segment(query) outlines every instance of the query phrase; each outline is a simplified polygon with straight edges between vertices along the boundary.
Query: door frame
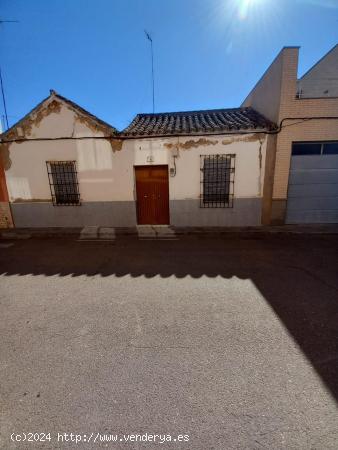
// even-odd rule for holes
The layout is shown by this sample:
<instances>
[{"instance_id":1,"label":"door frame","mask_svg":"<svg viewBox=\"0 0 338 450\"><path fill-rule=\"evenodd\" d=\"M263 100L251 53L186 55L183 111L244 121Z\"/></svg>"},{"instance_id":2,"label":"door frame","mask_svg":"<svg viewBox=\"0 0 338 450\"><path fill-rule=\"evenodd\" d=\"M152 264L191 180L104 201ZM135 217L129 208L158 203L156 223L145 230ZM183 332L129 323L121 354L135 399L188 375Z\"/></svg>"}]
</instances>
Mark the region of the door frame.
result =
<instances>
[{"instance_id":1,"label":"door frame","mask_svg":"<svg viewBox=\"0 0 338 450\"><path fill-rule=\"evenodd\" d=\"M161 224L161 225L159 225L159 224L152 224L152 223L140 224L140 222L139 222L136 169L138 169L138 168L150 169L152 167L166 168L166 171L167 171L167 179L168 179L168 219L169 219L167 224ZM136 206L136 222L137 222L137 225L141 225L141 226L142 225L144 225L144 226L152 225L152 226L158 226L158 227L170 225L170 186L169 186L169 178L170 178L169 177L169 164L137 164L137 165L134 165L134 186L135 186L135 206Z\"/></svg>"}]
</instances>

#### [WHAT THE TASK REQUIRES]
Although the records above contain pictures, only their text is to be repeated, exactly as given.

#### [EXERCISE ANSWER]
segment(query) outlines every instance of the query phrase; each outline is a simplified polygon with straight edges between vertices along the boundary.
Query: door frame
// even-odd rule for holes
The layout is shown by this sample:
<instances>
[{"instance_id":1,"label":"door frame","mask_svg":"<svg viewBox=\"0 0 338 450\"><path fill-rule=\"evenodd\" d=\"M263 100L251 53L186 55L183 111L244 121Z\"/></svg>"},{"instance_id":2,"label":"door frame","mask_svg":"<svg viewBox=\"0 0 338 450\"><path fill-rule=\"evenodd\" d=\"M152 264L191 180L104 201ZM135 217L129 208L158 203L156 223L145 230ZM183 332L129 323L121 354L135 399L188 375Z\"/></svg>"}]
</instances>
Mark the region of the door frame.
result =
<instances>
[{"instance_id":1,"label":"door frame","mask_svg":"<svg viewBox=\"0 0 338 450\"><path fill-rule=\"evenodd\" d=\"M161 224L161 225L159 225L159 224L152 224L152 223L140 224L140 222L139 222L136 169L138 169L138 168L150 169L152 167L166 168L166 171L167 171L167 179L168 179L168 219L169 219L167 224ZM136 206L136 222L137 222L137 225L141 225L141 226L142 225L144 225L144 226L152 225L152 226L158 226L158 227L170 225L170 186L169 186L169 178L170 178L169 177L169 164L137 164L137 165L134 165L134 186L135 186L135 206Z\"/></svg>"}]
</instances>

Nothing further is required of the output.